• WHAT IS BEING ASKED: Which lines come from the start of the records through the line that holds "box: [175, 16, 249, 88]"? Write them out word for word.

• LISTED RECORDS:
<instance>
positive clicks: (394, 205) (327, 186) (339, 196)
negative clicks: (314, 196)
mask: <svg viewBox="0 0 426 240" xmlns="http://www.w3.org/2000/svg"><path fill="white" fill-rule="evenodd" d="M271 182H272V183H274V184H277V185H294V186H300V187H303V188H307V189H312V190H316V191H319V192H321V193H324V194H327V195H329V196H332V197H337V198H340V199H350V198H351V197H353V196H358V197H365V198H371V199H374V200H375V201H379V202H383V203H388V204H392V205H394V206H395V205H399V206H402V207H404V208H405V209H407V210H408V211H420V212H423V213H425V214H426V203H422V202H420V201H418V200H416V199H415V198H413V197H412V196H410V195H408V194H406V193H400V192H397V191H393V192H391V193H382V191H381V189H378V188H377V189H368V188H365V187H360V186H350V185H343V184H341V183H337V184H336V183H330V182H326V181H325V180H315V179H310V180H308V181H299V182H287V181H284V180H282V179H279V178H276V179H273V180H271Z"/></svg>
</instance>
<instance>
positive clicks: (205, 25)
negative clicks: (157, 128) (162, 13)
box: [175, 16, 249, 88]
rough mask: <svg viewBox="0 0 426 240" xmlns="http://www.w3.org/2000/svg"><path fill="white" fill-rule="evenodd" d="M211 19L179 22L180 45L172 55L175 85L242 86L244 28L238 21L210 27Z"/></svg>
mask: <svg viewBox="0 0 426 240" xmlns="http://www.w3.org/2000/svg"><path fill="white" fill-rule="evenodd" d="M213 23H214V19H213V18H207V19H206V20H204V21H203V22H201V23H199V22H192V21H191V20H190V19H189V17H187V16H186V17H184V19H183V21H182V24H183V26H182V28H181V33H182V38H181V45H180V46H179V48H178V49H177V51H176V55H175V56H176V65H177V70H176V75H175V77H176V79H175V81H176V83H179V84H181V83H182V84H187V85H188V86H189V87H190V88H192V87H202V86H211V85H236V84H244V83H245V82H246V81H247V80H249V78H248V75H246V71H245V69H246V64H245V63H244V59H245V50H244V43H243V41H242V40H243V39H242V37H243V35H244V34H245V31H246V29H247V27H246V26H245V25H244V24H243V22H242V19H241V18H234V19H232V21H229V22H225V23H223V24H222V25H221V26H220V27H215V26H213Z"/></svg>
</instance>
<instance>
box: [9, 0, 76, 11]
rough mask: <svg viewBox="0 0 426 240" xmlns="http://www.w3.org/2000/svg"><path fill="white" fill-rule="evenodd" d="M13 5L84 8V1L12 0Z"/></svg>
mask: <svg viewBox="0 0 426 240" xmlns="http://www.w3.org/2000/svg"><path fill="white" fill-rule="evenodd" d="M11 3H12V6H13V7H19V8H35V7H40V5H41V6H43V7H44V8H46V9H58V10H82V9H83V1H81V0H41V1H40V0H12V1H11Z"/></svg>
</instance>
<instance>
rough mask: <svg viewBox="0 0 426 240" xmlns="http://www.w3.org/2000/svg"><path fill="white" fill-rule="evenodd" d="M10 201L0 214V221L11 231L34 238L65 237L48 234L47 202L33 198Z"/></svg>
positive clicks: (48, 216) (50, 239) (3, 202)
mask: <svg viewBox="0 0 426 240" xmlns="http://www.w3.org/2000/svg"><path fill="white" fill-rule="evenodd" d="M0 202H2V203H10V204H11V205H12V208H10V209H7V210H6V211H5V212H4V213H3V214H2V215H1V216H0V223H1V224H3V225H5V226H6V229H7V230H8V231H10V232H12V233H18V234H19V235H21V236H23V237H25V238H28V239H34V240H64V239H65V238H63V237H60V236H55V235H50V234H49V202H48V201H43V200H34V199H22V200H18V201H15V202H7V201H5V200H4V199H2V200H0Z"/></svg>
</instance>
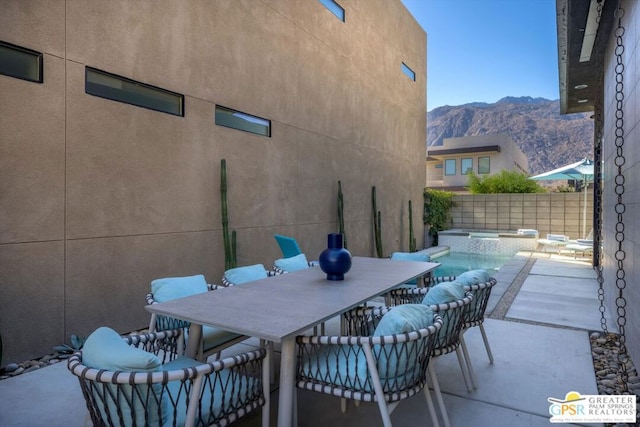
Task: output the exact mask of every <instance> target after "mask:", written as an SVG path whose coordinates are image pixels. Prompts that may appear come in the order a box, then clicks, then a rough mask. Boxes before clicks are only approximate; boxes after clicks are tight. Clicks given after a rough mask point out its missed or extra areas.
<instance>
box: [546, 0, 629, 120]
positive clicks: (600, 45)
mask: <svg viewBox="0 0 640 427" xmlns="http://www.w3.org/2000/svg"><path fill="white" fill-rule="evenodd" d="M618 1H619V0H556V19H557V32H558V73H559V77H560V113H561V114H571V113H585V112H589V111H593V110H594V106H595V103H596V99H597V98H598V97H599V96H600V93H599V90H600V89H599V87H600V82H601V80H602V72H603V66H604V54H605V51H606V49H607V45H608V43H609V35H610V34H611V29H612V27H613V22H614V19H613V18H614V13H615V10H616V8H617V6H618Z"/></svg>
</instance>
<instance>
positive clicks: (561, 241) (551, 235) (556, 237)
mask: <svg viewBox="0 0 640 427" xmlns="http://www.w3.org/2000/svg"><path fill="white" fill-rule="evenodd" d="M537 242H538V250H542V251H544V250H546V249H547V248H552V249H553V250H554V251H557V252H558V253H560V250H561V249H562V248H564V247H565V246H567V245H568V244H569V236H565V235H564V234H547V238H546V239H538V240H537Z"/></svg>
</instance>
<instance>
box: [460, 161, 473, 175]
mask: <svg viewBox="0 0 640 427" xmlns="http://www.w3.org/2000/svg"><path fill="white" fill-rule="evenodd" d="M471 172H473V159H469V158H465V159H460V173H462V175H469V174H470V173H471Z"/></svg>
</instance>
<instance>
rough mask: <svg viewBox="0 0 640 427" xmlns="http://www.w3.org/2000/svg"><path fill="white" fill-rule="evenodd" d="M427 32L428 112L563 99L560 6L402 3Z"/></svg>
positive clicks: (489, 0)
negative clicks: (518, 99) (558, 57)
mask: <svg viewBox="0 0 640 427" xmlns="http://www.w3.org/2000/svg"><path fill="white" fill-rule="evenodd" d="M402 3H403V4H404V5H405V7H406V8H407V9H408V10H409V12H411V14H412V15H413V17H414V18H415V19H416V20H417V21H418V23H419V24H420V25H421V26H422V28H423V29H424V30H425V31H426V32H427V110H428V111H431V110H433V109H434V108H437V107H441V106H443V105H462V104H467V103H469V102H487V103H493V102H496V101H498V100H499V99H501V98H504V97H505V96H531V97H534V98H536V97H542V98H546V99H551V100H555V99H558V98H559V90H558V59H557V52H558V46H557V37H556V9H555V4H556V2H555V0H402Z"/></svg>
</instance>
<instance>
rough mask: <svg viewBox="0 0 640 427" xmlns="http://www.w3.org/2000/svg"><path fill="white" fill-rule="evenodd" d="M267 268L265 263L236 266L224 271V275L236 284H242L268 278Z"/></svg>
mask: <svg viewBox="0 0 640 427" xmlns="http://www.w3.org/2000/svg"><path fill="white" fill-rule="evenodd" d="M267 276H268V274H267V270H265V268H264V265H262V264H254V265H247V266H244V267H236V268H232V269H229V270H227V271H225V272H224V277H225V278H226V279H227V280H228V281H229V282H231V283H233V284H234V285H241V284H243V283H247V282H253V281H254V280H260V279H265V278H267Z"/></svg>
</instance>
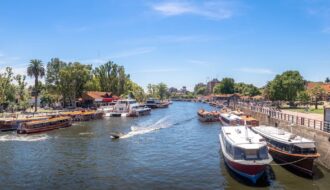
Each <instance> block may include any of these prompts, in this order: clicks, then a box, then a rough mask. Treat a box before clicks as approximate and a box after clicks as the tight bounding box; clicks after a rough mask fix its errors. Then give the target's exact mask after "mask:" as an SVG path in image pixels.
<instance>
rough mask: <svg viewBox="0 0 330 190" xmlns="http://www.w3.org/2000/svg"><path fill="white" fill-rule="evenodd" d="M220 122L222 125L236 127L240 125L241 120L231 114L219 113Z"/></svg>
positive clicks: (240, 117)
mask: <svg viewBox="0 0 330 190" xmlns="http://www.w3.org/2000/svg"><path fill="white" fill-rule="evenodd" d="M219 118H220V121H221V124H222V125H225V126H226V125H227V126H228V125H230V126H236V125H241V124H242V118H241V117H240V116H237V115H235V114H232V113H221V114H220V117H219Z"/></svg>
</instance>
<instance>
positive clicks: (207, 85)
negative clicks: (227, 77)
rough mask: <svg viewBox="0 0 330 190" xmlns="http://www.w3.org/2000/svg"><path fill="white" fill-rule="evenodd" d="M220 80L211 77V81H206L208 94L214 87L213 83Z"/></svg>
mask: <svg viewBox="0 0 330 190" xmlns="http://www.w3.org/2000/svg"><path fill="white" fill-rule="evenodd" d="M219 83H220V81H219V80H218V79H213V80H211V81H209V82H208V83H207V93H208V94H212V93H213V89H214V87H215V85H217V84H219Z"/></svg>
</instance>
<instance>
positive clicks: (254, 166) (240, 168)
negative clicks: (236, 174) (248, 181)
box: [224, 156, 266, 184]
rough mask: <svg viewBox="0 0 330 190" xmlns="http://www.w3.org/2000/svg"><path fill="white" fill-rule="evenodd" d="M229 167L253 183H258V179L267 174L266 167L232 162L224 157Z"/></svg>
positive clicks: (231, 161)
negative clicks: (257, 181)
mask: <svg viewBox="0 0 330 190" xmlns="http://www.w3.org/2000/svg"><path fill="white" fill-rule="evenodd" d="M224 160H225V163H226V164H227V166H228V167H229V168H230V169H231V170H232V171H233V172H235V173H236V174H238V175H240V176H241V177H244V178H246V179H248V180H250V181H251V182H252V183H254V184H255V183H257V181H258V179H259V178H260V177H261V176H262V175H263V174H264V173H265V170H266V165H244V164H241V163H238V162H234V161H231V160H229V159H227V158H226V156H224Z"/></svg>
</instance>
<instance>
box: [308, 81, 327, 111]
mask: <svg viewBox="0 0 330 190" xmlns="http://www.w3.org/2000/svg"><path fill="white" fill-rule="evenodd" d="M309 94H310V95H311V98H312V100H313V101H314V103H315V109H318V108H317V106H318V102H319V101H320V100H321V99H322V96H323V95H324V94H325V90H324V89H323V88H322V86H321V85H320V84H317V85H315V86H314V87H313V88H312V89H310V90H309Z"/></svg>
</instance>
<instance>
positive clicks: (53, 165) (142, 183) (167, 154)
mask: <svg viewBox="0 0 330 190" xmlns="http://www.w3.org/2000/svg"><path fill="white" fill-rule="evenodd" d="M200 108H205V109H213V108H210V107H209V106H208V105H206V104H200V103H180V102H176V103H174V104H173V105H171V106H170V108H168V109H158V110H153V111H152V114H151V115H150V116H145V117H140V118H106V119H104V120H98V121H91V122H85V123H78V124H75V125H74V126H72V127H71V128H65V129H60V130H55V131H51V132H48V133H43V134H37V135H16V134H15V133H11V132H10V133H1V134H0V187H1V188H0V189H328V188H329V187H330V175H329V172H327V171H325V170H323V169H322V168H319V172H318V173H317V175H316V177H315V179H313V180H310V179H305V178H303V177H299V176H296V175H294V174H292V173H291V172H288V171H287V170H286V169H284V168H282V167H280V166H272V171H271V172H270V173H271V175H269V176H265V177H264V178H265V179H264V180H263V181H262V182H261V183H259V184H258V185H256V186H252V185H251V184H247V183H246V181H245V180H243V179H241V178H238V177H237V176H235V175H233V174H232V173H230V172H229V171H228V169H227V168H226V166H225V165H224V162H223V160H222V155H221V153H219V139H218V134H219V128H220V126H219V124H218V123H213V124H204V123H201V122H199V121H198V119H197V117H196V111H197V110H198V109H200ZM113 132H117V133H122V134H123V136H122V138H121V139H112V138H111V133H113Z"/></svg>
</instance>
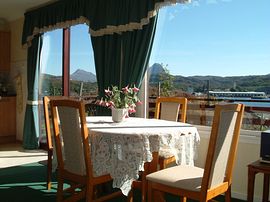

• TASK ANSWER:
<instance>
positive clicks: (394, 205) (327, 186) (339, 196)
negative clicks: (314, 196)
mask: <svg viewBox="0 0 426 240" xmlns="http://www.w3.org/2000/svg"><path fill="white" fill-rule="evenodd" d="M271 182H272V183H274V184H277V185H294V186H300V187H303V188H307V189H312V190H316V191H319V192H321V193H324V194H327V195H329V196H332V197H337V198H340V199H350V198H351V197H353V196H358V197H365V198H371V199H374V200H375V201H379V202H383V203H388V204H392V205H394V206H395V205H399V206H402V207H404V208H405V209H407V210H408V211H420V212H423V213H425V214H426V203H422V202H420V201H418V200H416V199H415V198H413V197H412V196H410V195H408V194H406V193H400V192H397V191H393V192H391V193H382V191H381V189H378V188H377V189H368V188H365V187H360V186H350V185H343V184H341V183H337V184H336V183H330V182H326V181H325V180H315V179H310V180H308V181H299V182H287V181H284V180H282V179H279V178H276V179H273V180H271Z"/></svg>
</instance>
<instance>
positive clicks: (205, 25)
negative clicks: (157, 128) (162, 13)
box: [175, 16, 249, 88]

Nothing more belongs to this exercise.